» **Actions to take**:
- a) In the passage on fragment screening, what two properties make fluorine a powerful nucleus for NMR?
- b) Continue the passage on fragment screening from its last sentence.
[Reading text]
The 11 competitive hits were characterized in more detail; the most potent had a Ki of 0.32 mM and the most ligand efficient had LE = 0.43 kcal/mol-atom. In collaboration with Vicki Nienaber and colleagues at Zenobia, all 11 of these were taken into crystallography experiments. This proved challenging: unliganded PDE4A10 crystals suitable for fragment soaking could not be grown, necessitating more labor-intensive co-crystallography. Unfortunately, although some crystals were obtained, they did not diffract at high enough resolution to unambiguously fit the electron density of the fragments, though there was evidence for binding in the active site. The researchers were able to crystallize PDE4A10 with pentoxifylline, a known phosphodiesterase inhibitor. Since many of the fragments have structural features reminiscent of other phosphodiesterase inhibitors, this suggests starting points for modeling.

As described in this paper, enthalpy arrays could be used as a primary screen for fragment hits with defined modes of action before follow-up by slower methods. Although in this particular case crystallography was not successful determining co-crystal structures of the novel fragments, in a recent talk Michael described a related system which did yield good crystal structures. I look forward to seeing additional applications of this approach.

04 January 2012

19F NMR...Just Like 1H NMR

Fluorine is a powerful nucleus for NMR: it has almost the same sensitivity as 1H and is 100% abundant. 19F NMR based screening is relatively new in the pharmaceutical industry. One of the biggest proponents of this approach has been Claudio Dalvit. In 2009, Dalvit and colleagues (J. Am. Chem. Soc. (2009) 131:12949) proposed the LEF (Local Environment of Fluorine) approach which allows for efficient screening of even weak binding fragments containing fluorine and the discovery of fluorophilic protein environments on the target. Despite the obvious advantages of 19F, it still has not been taken up widely in the industry. A new paper in J. Med. Chem. from Amgen may change that.
[/Reading text]
[Dataset entries]
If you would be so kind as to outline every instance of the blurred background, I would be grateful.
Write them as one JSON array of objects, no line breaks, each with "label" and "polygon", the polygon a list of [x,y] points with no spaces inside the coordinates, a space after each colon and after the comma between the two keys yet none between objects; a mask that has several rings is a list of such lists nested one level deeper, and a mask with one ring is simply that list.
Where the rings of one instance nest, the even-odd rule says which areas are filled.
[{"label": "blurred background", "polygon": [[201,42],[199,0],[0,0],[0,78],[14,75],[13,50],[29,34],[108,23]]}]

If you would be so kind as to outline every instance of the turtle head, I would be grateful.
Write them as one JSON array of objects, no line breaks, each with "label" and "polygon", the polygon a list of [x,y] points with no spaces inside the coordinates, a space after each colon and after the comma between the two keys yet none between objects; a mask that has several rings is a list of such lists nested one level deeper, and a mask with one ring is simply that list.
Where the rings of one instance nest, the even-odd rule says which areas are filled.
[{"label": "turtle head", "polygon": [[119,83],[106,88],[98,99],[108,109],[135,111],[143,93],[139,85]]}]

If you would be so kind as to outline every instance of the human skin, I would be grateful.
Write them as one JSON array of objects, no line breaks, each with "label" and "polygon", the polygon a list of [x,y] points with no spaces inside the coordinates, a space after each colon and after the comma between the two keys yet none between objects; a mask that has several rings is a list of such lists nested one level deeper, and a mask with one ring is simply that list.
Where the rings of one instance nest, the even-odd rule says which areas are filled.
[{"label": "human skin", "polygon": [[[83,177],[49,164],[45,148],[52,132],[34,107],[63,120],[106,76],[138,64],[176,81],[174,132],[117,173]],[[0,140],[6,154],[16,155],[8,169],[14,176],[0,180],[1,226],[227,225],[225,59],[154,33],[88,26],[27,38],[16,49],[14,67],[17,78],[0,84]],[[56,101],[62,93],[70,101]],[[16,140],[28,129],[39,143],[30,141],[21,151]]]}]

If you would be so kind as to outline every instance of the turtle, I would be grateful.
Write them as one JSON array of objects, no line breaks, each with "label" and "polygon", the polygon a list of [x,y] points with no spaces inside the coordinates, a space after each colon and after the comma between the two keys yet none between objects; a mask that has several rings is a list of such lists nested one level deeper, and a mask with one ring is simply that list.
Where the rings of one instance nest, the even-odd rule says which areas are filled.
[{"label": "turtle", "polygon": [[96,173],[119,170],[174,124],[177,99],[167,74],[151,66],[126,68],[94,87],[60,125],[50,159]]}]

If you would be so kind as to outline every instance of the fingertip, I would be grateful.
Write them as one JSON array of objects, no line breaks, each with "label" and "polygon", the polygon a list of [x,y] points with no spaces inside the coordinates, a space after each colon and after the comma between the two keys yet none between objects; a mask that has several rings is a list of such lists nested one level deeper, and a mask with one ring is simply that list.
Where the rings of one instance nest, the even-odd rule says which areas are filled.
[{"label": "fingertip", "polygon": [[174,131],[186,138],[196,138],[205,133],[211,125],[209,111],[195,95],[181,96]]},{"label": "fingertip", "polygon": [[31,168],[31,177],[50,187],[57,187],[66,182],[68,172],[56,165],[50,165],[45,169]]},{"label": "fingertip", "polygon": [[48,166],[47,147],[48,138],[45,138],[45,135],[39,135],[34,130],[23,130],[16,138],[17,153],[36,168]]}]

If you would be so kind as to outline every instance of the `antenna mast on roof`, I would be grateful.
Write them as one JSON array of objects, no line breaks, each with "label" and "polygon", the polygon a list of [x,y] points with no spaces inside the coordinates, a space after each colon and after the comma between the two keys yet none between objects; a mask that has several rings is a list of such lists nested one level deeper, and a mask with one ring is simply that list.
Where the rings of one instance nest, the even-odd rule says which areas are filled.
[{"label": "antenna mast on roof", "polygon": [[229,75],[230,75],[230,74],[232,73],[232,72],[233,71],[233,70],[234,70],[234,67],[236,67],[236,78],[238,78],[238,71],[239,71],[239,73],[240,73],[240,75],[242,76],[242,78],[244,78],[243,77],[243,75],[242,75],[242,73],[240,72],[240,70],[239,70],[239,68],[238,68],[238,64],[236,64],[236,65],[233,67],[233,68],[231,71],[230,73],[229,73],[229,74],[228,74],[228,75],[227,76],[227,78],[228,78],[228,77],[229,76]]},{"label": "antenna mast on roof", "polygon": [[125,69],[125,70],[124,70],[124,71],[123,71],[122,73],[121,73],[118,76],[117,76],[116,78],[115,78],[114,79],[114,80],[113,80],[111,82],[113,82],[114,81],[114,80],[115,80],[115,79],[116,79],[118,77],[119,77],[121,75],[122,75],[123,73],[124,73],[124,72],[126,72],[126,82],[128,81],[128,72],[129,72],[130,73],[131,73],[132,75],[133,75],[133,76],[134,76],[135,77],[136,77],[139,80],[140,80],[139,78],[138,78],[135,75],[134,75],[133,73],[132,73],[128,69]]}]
[/Dataset entries]
» **Answers in order**:
- a) It has almost the same sensitivity as 1H and is 100% abundant.

- b)
In this paper, they demonstrate multiple practical applications of 19F in FBDD, essentially demonstrating congruence for 19F-based methods with 1H-based methods. This is a particularly important as most people are conversant with how to understand and utilize 1H-based data; there is no "re-learning" necessary to adopt 19F based data. One potential obstacle to adoption is the argument that the 19F fragments would not be "fragment-y" or would be unlike other libraries and thus have little cross-fertilization. As shown in the table below, their 19F Fragment library is based on typical Ro3 rules with similar size and diversity.

As can be seen here, this library is relatively diverse. The authors argue that ~30% of "Fragment Space" is covered by this library. But, due to congruency with 1H molecules, this is more than sufficient to give adequate screening hits.The paper demonstrates the utility of this approach on BACE (one of everybody's favorite targets). In less than 24 hours they were able to screen the entire library and identified five compounds (out of 6 hits) for follow-up. They introduce a method for Kd determination by NMR which cannot be done by 1H-based methods, differential Chemical Shift Perturbation: which utilizes changes in the 19F chemical shifts to determine the Kd. In cases where chemical shifts are not observed, the authors state you can use differences in line broadening as the measurement. This is an interesting and novel approach to Kd determination and they validated this approach by using SPR in parallel. The authors also demonstrate that the Holy Grail of FBDD (simultaneous binding fragments) can be identified and oriented based upon 19F-19F iLOE, exactly analogous to 1H-1H NOEs.

This is an excellent paper, that I hope sparks more people to investigate the utility of 19F-based screening and post-screening confirmation.